>> start Text provided
The present composition is a remarkable work which was first exhibited at one of Lowry's very first exhibitions and is one of his early compositions to show figures against a white background, the technique that he was to use for the rest of his life. Lowry told his close friend and would-be biographer Professor Hugh Maitland that 'it was the first time I was ever shown in public'. The exhibition lasted two weeks - and Lowry claimed later that he did not sell one picture. The exhibition is described by Shelley Rohde, the artist's biographer, 'Today many - if not all - of those unsold Lowrys of 1921 form a valued part of collections all over the world. Item No One in the catalogue was bequeathed to Salford City Art Gallery. Item No Two was a poetic oil which demonstrates some early experimentation with flake-white and is now called Sudden Illness [the present work]. Priced originally at 15 guineas, it was sold by the artist to the collector Monty Bloom in the '50s; by 1960 it's price had risen to £100 and in 1972 Bloom sold it a London Gallery for £4,000. Two days later, finding he 'missed it too much', he bought it back for £6,000. Another of those 1921 pictures, Hawker's Cart, is in the Royal Scottish Academy, Edinburgh, and Pit Disaster went to Geoffrey Bennett in Carlisle; A Doctor's Waiting Room was bought by Salford in 1959; and Coming Out of School was bought by the Duveen Fund for the Tate (see S. Rohde, op. cit., pp. 149, 152 and 154).

Lowry once remarked, 'Accidents interest me - I've a very queer mind you know. What fascinates me is the people they attract, the patterns those people form, and the atmosphere of tension when something has happened ... where there's a quarrel there's always a crowd ... It's a great draw. A quarrel or a body' (see Exhibition catalogue, L.S. Lowry, Barbican Art Gallery, London, 1988, p. 53).

Michael Howard (loc. cit.) comments that, 'this frieze-like composition is a sombre reworking in an urban setting of the beach scenes of the 19th Century French painter, Boudin, an artist much admired by Lowry'.
>> end Text provided
>> start Data section
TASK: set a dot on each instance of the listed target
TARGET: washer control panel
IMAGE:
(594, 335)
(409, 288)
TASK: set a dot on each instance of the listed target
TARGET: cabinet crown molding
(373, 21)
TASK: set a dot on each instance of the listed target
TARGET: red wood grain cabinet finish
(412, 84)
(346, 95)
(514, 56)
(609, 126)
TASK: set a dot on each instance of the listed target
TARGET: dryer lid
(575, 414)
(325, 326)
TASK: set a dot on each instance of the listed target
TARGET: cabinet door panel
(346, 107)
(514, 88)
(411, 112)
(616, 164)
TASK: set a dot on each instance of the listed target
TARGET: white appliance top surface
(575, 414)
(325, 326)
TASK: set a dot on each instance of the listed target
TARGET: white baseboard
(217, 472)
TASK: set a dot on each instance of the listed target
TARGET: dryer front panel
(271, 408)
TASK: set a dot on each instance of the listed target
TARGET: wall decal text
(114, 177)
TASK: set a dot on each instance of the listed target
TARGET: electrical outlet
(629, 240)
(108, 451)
>> end Data section
>> start Data section
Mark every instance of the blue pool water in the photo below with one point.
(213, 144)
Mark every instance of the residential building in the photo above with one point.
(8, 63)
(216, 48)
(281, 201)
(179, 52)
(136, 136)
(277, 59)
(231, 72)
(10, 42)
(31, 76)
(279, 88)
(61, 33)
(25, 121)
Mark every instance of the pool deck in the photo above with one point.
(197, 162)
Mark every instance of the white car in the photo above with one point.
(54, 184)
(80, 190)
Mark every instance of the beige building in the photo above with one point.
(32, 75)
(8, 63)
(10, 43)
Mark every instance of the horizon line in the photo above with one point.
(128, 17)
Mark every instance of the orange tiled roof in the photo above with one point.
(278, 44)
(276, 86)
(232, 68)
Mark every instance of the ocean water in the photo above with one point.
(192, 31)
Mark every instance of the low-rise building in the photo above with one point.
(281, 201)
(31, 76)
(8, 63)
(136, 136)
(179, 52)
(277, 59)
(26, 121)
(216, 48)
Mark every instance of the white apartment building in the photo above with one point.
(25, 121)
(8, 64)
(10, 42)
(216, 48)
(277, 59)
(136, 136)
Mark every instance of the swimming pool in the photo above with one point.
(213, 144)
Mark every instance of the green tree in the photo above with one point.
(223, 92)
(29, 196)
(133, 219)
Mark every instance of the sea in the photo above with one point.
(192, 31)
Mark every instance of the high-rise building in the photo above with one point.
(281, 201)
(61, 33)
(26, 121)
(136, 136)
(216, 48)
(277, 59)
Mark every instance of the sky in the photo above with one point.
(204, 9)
>> end Data section
>> start Data section
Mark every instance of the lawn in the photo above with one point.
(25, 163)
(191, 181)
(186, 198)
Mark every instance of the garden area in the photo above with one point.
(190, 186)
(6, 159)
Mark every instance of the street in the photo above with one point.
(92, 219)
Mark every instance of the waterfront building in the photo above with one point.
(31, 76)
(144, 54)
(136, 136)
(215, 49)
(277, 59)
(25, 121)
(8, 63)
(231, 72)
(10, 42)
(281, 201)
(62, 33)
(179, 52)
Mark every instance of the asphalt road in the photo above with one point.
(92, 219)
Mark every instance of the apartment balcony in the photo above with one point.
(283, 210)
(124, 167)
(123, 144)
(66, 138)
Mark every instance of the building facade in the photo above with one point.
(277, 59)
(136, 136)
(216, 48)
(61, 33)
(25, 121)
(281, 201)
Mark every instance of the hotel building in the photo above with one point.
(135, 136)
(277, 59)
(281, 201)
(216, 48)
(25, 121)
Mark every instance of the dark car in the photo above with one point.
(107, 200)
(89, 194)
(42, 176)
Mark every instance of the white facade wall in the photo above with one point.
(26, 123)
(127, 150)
>> end Data section
Exercise requirements
1. In the text about Lowry's painting, what price did Monty Bloom pay to buy Sudden Illness back two days after selling it?
2. Extract everything in the text about Lowry's painting from "Lowry once remarked, 'Accidents" down to "1988, p. 53).".

Task-by-task outputs
1. £6,000

2.
Lowry once remarked, 'Accidents interest me - I've a very queer mind you know. What fascinates me is the people they attract, the patterns those people form, and the atmosphere of tension when something has happened ... where there's a quarrel there's always a crowd ... It's a great draw. A quarrel or a body' (see Exhibition catalogue, L.S. Lowry, Barbican Art Gallery, London, 1988, p. 53).